**Enunciado**
Pode reescrever as linhas abaixo substituindo "sample" por "example" e mantendo todo o resto intacto?

○ ○ ○

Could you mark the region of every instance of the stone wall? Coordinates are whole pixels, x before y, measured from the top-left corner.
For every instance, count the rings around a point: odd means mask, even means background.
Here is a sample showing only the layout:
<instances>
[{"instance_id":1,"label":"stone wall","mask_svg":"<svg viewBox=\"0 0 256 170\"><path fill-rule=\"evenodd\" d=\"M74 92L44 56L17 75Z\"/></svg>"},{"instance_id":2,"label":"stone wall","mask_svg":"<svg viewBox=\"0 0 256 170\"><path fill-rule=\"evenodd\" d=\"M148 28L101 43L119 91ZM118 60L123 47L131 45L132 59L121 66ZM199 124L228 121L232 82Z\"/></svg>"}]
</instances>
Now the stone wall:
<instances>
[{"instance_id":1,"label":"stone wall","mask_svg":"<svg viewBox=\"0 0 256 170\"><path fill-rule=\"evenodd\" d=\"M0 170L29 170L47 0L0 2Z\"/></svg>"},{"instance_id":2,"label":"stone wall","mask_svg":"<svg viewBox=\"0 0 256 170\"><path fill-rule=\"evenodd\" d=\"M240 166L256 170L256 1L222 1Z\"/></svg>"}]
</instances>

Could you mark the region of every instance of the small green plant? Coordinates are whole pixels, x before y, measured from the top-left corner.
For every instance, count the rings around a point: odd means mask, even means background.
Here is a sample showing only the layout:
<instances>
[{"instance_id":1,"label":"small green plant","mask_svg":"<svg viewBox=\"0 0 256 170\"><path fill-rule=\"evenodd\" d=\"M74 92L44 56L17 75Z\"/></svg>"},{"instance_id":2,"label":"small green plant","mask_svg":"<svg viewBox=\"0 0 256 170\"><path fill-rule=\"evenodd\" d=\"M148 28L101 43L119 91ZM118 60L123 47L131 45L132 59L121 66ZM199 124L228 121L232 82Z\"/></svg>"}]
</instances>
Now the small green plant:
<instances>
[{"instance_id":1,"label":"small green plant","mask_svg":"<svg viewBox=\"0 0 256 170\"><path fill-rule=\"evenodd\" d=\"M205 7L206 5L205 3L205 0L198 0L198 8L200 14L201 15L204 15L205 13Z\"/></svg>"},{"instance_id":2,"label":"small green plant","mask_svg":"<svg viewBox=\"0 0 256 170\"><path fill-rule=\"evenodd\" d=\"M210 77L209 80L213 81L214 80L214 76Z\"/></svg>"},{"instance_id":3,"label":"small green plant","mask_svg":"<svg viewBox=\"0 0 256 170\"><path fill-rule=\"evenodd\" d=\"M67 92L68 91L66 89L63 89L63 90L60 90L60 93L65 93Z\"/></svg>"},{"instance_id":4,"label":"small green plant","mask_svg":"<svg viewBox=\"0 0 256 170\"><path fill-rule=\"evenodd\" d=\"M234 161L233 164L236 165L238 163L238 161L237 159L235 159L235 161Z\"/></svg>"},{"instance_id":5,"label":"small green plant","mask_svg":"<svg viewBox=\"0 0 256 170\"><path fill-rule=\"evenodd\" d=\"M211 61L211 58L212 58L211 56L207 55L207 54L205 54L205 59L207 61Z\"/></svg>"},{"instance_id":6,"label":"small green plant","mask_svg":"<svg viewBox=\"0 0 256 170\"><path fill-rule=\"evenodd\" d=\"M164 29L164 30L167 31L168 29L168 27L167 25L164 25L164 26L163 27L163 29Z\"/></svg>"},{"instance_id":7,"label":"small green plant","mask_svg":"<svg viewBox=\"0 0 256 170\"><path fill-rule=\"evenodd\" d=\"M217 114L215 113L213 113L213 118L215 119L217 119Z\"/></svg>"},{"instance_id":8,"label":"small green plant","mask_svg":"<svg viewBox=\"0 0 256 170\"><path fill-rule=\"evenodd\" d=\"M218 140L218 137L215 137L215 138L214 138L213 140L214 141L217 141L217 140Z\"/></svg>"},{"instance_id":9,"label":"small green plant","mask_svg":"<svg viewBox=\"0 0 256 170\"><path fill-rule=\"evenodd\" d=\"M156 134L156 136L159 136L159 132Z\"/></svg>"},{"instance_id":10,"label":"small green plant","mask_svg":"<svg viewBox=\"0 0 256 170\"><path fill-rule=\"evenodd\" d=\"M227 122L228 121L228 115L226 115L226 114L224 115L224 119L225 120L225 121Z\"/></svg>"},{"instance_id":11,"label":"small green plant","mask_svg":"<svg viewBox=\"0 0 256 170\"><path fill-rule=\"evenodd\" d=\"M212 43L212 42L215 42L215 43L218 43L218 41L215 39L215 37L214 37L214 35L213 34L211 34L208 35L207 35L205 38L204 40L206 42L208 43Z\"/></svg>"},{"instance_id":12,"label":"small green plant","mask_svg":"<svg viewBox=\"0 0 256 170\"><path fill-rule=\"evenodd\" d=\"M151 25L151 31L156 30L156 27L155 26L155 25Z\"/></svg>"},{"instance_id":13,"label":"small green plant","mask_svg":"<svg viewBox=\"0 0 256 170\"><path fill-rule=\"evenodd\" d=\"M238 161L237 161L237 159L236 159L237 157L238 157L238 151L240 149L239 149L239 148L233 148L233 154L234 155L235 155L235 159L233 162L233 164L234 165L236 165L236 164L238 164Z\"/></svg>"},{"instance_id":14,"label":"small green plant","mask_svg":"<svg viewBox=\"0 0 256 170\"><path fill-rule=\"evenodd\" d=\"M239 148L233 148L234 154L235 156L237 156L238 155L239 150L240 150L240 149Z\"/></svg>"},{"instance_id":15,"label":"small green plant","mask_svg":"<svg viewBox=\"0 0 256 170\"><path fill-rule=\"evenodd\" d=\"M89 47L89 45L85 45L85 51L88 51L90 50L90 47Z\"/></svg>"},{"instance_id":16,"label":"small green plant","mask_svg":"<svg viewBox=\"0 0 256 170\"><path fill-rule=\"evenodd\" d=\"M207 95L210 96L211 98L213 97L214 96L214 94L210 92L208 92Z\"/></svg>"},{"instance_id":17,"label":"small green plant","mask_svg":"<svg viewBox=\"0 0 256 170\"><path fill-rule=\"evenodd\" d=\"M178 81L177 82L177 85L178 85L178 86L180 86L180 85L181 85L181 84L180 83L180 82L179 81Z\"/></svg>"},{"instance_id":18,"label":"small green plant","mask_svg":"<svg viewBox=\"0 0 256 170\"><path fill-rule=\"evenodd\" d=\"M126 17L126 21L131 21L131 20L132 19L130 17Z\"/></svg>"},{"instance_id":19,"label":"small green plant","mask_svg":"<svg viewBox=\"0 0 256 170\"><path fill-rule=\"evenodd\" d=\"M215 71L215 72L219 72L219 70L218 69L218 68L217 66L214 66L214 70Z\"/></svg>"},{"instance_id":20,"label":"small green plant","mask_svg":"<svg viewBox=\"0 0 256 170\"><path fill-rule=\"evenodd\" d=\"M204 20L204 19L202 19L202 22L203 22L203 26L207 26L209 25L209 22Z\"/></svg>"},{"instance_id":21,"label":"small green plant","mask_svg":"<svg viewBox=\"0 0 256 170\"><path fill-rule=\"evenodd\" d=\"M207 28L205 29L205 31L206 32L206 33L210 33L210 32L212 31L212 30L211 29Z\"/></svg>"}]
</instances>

○ ○ ○

**Resposta**
Could you mark the region of every instance of the stone wall? Coordinates are whole pixels, x before y, measured from the top-left corner.
For every instance, count the rings around a point: odd means mask, even means background.
Here is a example showing only the layout:
<instances>
[{"instance_id":1,"label":"stone wall","mask_svg":"<svg viewBox=\"0 0 256 170\"><path fill-rule=\"evenodd\" d=\"M74 92L44 56L17 75Z\"/></svg>"},{"instance_id":2,"label":"stone wall","mask_svg":"<svg viewBox=\"0 0 256 170\"><path fill-rule=\"evenodd\" d=\"M148 28L101 43L119 91ZM118 60L123 47L131 45L132 59L121 66ZM199 124L228 121L232 82Z\"/></svg>"}]
</instances>
Now the stone wall:
<instances>
[{"instance_id":1,"label":"stone wall","mask_svg":"<svg viewBox=\"0 0 256 170\"><path fill-rule=\"evenodd\" d=\"M0 170L29 170L47 0L0 2Z\"/></svg>"},{"instance_id":2,"label":"stone wall","mask_svg":"<svg viewBox=\"0 0 256 170\"><path fill-rule=\"evenodd\" d=\"M240 166L256 170L256 1L222 1Z\"/></svg>"}]
</instances>

Could you mark the region of every instance of the small green plant? Coordinates are whole pixels, x before y, measured from the top-left corner.
For every instance, count the rings around a point: odd means mask, even means background.
Here is a example showing only the layout:
<instances>
[{"instance_id":1,"label":"small green plant","mask_svg":"<svg viewBox=\"0 0 256 170\"><path fill-rule=\"evenodd\" d=\"M74 92L44 56L17 75Z\"/></svg>"},{"instance_id":2,"label":"small green plant","mask_svg":"<svg viewBox=\"0 0 256 170\"><path fill-rule=\"evenodd\" d=\"M148 28L101 43L119 91ZM118 60L123 47L131 45L132 59L121 66ZM199 124L228 121L232 82Z\"/></svg>"}]
</instances>
Now the small green plant:
<instances>
[{"instance_id":1,"label":"small green plant","mask_svg":"<svg viewBox=\"0 0 256 170\"><path fill-rule=\"evenodd\" d=\"M205 7L206 5L205 3L205 0L198 0L198 8L200 14L201 15L204 15L205 13Z\"/></svg>"},{"instance_id":2,"label":"small green plant","mask_svg":"<svg viewBox=\"0 0 256 170\"><path fill-rule=\"evenodd\" d=\"M210 77L209 80L213 81L214 80L214 76Z\"/></svg>"},{"instance_id":3,"label":"small green plant","mask_svg":"<svg viewBox=\"0 0 256 170\"><path fill-rule=\"evenodd\" d=\"M67 92L68 91L66 89L63 89L63 90L60 90L60 93L65 93Z\"/></svg>"},{"instance_id":4,"label":"small green plant","mask_svg":"<svg viewBox=\"0 0 256 170\"><path fill-rule=\"evenodd\" d=\"M234 161L233 164L236 165L238 163L238 161L237 159L235 159L235 161Z\"/></svg>"},{"instance_id":5,"label":"small green plant","mask_svg":"<svg viewBox=\"0 0 256 170\"><path fill-rule=\"evenodd\" d=\"M211 61L211 58L212 58L211 56L207 55L207 54L205 54L205 59L207 61Z\"/></svg>"},{"instance_id":6,"label":"small green plant","mask_svg":"<svg viewBox=\"0 0 256 170\"><path fill-rule=\"evenodd\" d=\"M164 29L164 30L167 31L168 29L168 27L167 25L164 25L164 26L163 27L163 29Z\"/></svg>"},{"instance_id":7,"label":"small green plant","mask_svg":"<svg viewBox=\"0 0 256 170\"><path fill-rule=\"evenodd\" d=\"M217 114L215 113L213 113L213 118L215 119L217 119Z\"/></svg>"},{"instance_id":8,"label":"small green plant","mask_svg":"<svg viewBox=\"0 0 256 170\"><path fill-rule=\"evenodd\" d=\"M218 140L218 137L215 137L215 138L214 138L213 140L214 141L217 141L217 140Z\"/></svg>"},{"instance_id":9,"label":"small green plant","mask_svg":"<svg viewBox=\"0 0 256 170\"><path fill-rule=\"evenodd\" d=\"M156 134L156 136L159 136L159 132Z\"/></svg>"},{"instance_id":10,"label":"small green plant","mask_svg":"<svg viewBox=\"0 0 256 170\"><path fill-rule=\"evenodd\" d=\"M227 122L228 121L228 115L226 115L226 114L224 115L224 119L225 120L225 121Z\"/></svg>"},{"instance_id":11,"label":"small green plant","mask_svg":"<svg viewBox=\"0 0 256 170\"><path fill-rule=\"evenodd\" d=\"M212 43L212 42L215 42L215 43L218 43L218 41L215 39L215 37L214 37L214 35L213 34L211 34L208 35L207 35L205 38L204 40L206 42L208 43Z\"/></svg>"},{"instance_id":12,"label":"small green plant","mask_svg":"<svg viewBox=\"0 0 256 170\"><path fill-rule=\"evenodd\" d=\"M151 25L151 31L156 30L156 27L155 26L155 25Z\"/></svg>"},{"instance_id":13,"label":"small green plant","mask_svg":"<svg viewBox=\"0 0 256 170\"><path fill-rule=\"evenodd\" d=\"M238 161L237 161L237 159L236 159L237 157L238 157L238 151L240 149L239 149L239 148L233 148L233 154L234 155L235 155L235 159L233 162L233 164L234 165L236 165L236 164L238 164Z\"/></svg>"},{"instance_id":14,"label":"small green plant","mask_svg":"<svg viewBox=\"0 0 256 170\"><path fill-rule=\"evenodd\" d=\"M239 148L233 148L234 154L235 156L237 156L238 155L239 150L240 150L240 149Z\"/></svg>"},{"instance_id":15,"label":"small green plant","mask_svg":"<svg viewBox=\"0 0 256 170\"><path fill-rule=\"evenodd\" d=\"M89 47L89 45L85 45L85 51L88 51L90 50L90 47Z\"/></svg>"},{"instance_id":16,"label":"small green plant","mask_svg":"<svg viewBox=\"0 0 256 170\"><path fill-rule=\"evenodd\" d=\"M207 95L210 96L211 98L213 97L214 96L214 94L210 92L208 92Z\"/></svg>"},{"instance_id":17,"label":"small green plant","mask_svg":"<svg viewBox=\"0 0 256 170\"><path fill-rule=\"evenodd\" d=\"M178 81L177 82L177 85L178 85L178 86L180 86L180 85L181 85L181 84L180 83L180 82L179 81Z\"/></svg>"},{"instance_id":18,"label":"small green plant","mask_svg":"<svg viewBox=\"0 0 256 170\"><path fill-rule=\"evenodd\" d=\"M126 17L126 21L131 21L131 20L132 19L130 17Z\"/></svg>"},{"instance_id":19,"label":"small green plant","mask_svg":"<svg viewBox=\"0 0 256 170\"><path fill-rule=\"evenodd\" d=\"M215 71L215 72L219 72L219 70L218 69L218 68L217 66L214 66L214 70Z\"/></svg>"},{"instance_id":20,"label":"small green plant","mask_svg":"<svg viewBox=\"0 0 256 170\"><path fill-rule=\"evenodd\" d=\"M204 20L204 19L202 19L202 22L203 22L203 26L207 26L209 25L209 22Z\"/></svg>"},{"instance_id":21,"label":"small green plant","mask_svg":"<svg viewBox=\"0 0 256 170\"><path fill-rule=\"evenodd\" d=\"M207 28L205 29L205 31L206 32L206 33L210 33L210 32L212 31L212 30L211 29Z\"/></svg>"}]
</instances>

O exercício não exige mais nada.